* **TRECHO PARA LEITURA**:
Os EUA caminham para uma guerra comercial com a China?
O principal interesse de Trump na China continua sendo o enorme superávit comercial bilateral com os EUA. Trump afirmou que imporá tarifas significativas contra Pequim e contra países terceiros pelos quais produtos fabricados na China entram nos EUA. O presidente eleito diz que essa estratégia trará mais produção e empregos de volta aos EUA. Ele pode não cumprir a ameaça de tarifas de 60% sobre a China, mas é provável que não esteja apenas blefando. Por enquanto, parece que a China responderá com medidas recíprocas, mesmo que isso desacelere ainda mais o já lento crescimento econômico do país.

* **CONTEÚDO DA LISTAGEM**:

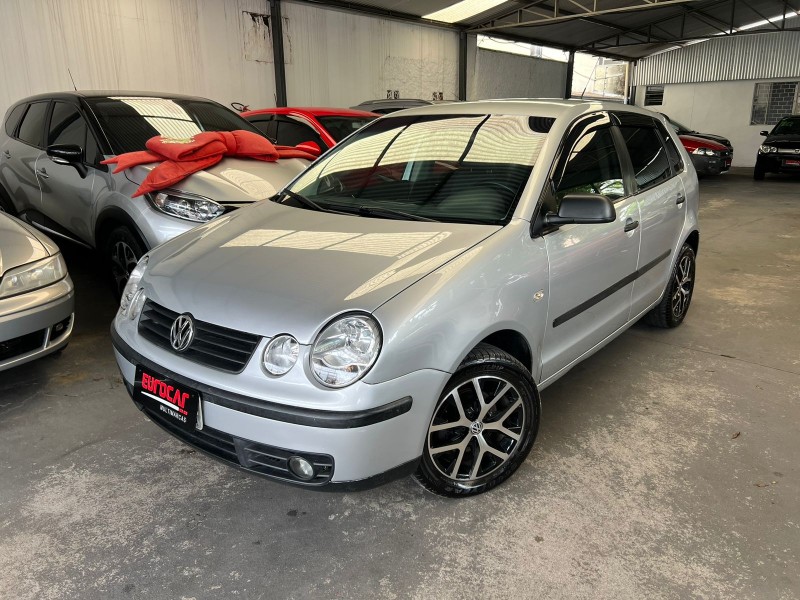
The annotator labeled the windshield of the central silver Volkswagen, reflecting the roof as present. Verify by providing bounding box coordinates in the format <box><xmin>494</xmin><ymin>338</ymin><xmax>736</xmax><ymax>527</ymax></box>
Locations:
<box><xmin>276</xmin><ymin>115</ymin><xmax>553</xmax><ymax>225</ymax></box>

* **SOBRE O EXERCÍCIO**: Extraia, sem qualquer alteração, a parte do trecho sobre a relação comercial entre os EUA e a China que se inicia com as palavras que contêm "Os EUA caminham" e se encerra com "econômico do país.".

* **SOLUÇÃO DO PROBLEMA**:
Os EUA caminham para uma guerra comercial com a China?
O principal interesse de Trump na China continua sendo o enorme superávit comercial bilateral com os EUA. Trump afirmou que imporá tarifas significativas contra Pequim e contra países terceiros pelos quais produtos fabricados na China entram nos EUA. O presidente eleito diz que essa estratégia trará mais produção e empregos de volta aos EUA. Ele pode não cumprir a ameaça de tarifas de 60% sobre a China, mas é provável que não esteja apenas blefando. Por enquanto, parece que a China responderá com medidas recíprocas, mesmo que isso desacelere ainda mais o já lento crescimento econômico do país.